● Texte retenu:
■ ■ ■

Comment Paul Anselin a-t-il pu s'introduire dans cet aréopage ? Il faut peut-être chercher du côté de sa société, PAC (Paul Anselin Consultant), qui fait
de lui un grand voyageur, suivant parfois le président Chirac dans ses déplacements, notamment au Mexique, où il a décroché plusieurs marchés. Cette activité,
qui consiste, dit-il, à "amener des boîtes à l'international", lui a causé quelques soucis et notamment d'"être cité" dans l'affaire de ventes d'armes
à l'Angola par l'homme d'affaires Pierre Falcone.
 
En fait, le juge Philippe Courroye, chargé de ce dossier, l'a mis en examen en octobre 2002 pour "recel d'abus de biens sociaux" portant sur plus de 450
000 euros, versés, sans traces de prestations, par Brenco International, la société de Pierre Falcone, via une banque des îles Vierges. Les largesses dont
a bénéficié M. Anselin portaient notamment sur la mise à disposition d'une Safrane avec chauffeur.

■ ■ ■

● Consignes:
a) Réécrivez le passage de l'extrait sur Paul Anselin qui commence aux mots "Comment Paul Anselin" et s'arrête après "d'affaires Pierre Falcone.", en remplaçant "Mexique" par "Brésil".
b) D'après l'extrait sur Paul Anselin, pour quel motif le juge Philippe Courroye l'a-t-il mis en examen en octobre 2002 ?

● Données fournies:

■ ■ ■

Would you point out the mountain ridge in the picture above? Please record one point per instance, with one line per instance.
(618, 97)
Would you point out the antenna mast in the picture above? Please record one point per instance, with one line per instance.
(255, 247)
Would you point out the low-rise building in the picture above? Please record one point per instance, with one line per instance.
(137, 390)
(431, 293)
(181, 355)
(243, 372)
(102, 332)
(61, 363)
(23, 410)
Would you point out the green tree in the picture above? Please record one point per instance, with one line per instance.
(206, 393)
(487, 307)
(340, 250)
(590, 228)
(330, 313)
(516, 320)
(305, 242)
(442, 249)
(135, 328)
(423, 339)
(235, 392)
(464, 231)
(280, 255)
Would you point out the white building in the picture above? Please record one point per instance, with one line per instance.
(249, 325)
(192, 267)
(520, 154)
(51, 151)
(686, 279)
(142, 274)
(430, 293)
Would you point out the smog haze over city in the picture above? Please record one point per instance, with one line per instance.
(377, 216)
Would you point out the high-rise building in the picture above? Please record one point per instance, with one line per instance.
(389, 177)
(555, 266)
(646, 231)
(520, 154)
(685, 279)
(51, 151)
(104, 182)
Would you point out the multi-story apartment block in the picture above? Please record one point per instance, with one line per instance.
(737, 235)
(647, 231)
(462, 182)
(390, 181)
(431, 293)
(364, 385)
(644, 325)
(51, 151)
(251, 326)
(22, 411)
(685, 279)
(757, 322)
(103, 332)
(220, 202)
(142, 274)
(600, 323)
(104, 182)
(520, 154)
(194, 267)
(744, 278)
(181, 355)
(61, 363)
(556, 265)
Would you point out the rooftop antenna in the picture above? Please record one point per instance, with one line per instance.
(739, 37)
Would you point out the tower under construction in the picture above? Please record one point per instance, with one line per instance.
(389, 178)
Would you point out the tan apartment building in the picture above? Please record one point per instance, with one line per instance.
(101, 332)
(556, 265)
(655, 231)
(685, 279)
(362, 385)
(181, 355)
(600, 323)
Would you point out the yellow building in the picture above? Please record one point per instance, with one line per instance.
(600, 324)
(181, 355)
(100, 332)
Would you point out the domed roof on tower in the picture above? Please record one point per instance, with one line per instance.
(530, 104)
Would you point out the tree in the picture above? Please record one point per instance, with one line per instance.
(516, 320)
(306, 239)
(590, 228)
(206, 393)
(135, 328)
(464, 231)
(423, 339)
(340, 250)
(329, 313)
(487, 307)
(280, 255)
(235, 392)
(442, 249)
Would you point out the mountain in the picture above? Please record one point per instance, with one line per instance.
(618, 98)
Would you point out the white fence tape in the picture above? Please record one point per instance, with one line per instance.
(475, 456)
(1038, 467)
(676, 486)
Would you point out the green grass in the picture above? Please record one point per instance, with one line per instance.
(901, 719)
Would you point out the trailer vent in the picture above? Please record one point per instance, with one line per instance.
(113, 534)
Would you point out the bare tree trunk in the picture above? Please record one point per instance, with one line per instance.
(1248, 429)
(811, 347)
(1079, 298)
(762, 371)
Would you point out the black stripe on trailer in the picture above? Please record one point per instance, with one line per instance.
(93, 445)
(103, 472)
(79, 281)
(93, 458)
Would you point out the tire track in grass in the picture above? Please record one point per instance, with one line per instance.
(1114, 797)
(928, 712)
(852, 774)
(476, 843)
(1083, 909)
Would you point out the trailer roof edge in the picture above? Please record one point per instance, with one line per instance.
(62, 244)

■ ■ ■

● Réponses attendues:
a)
Comment Paul Anselin a-t-il pu s'introduire dans cet aréopage ? Il faut peut-être chercher du côté de sa société, PAC (Paul Anselin Consultant), qui fait
de lui un grand voyageur, suivant parfois le président Chirac dans ses déplacements, notamment au Brésil, où il a décroché plusieurs marchés. Cette activité,
qui consiste, dit-il, à "amener des boîtes à l'international", lui a causé quelques soucis et notamment d'"être cité" dans l'affaire de ventes d'armes
à l'Angola par l'homme d'affaires Pierre Falcone.

b) Pour « recel d'abus de biens sociaux ».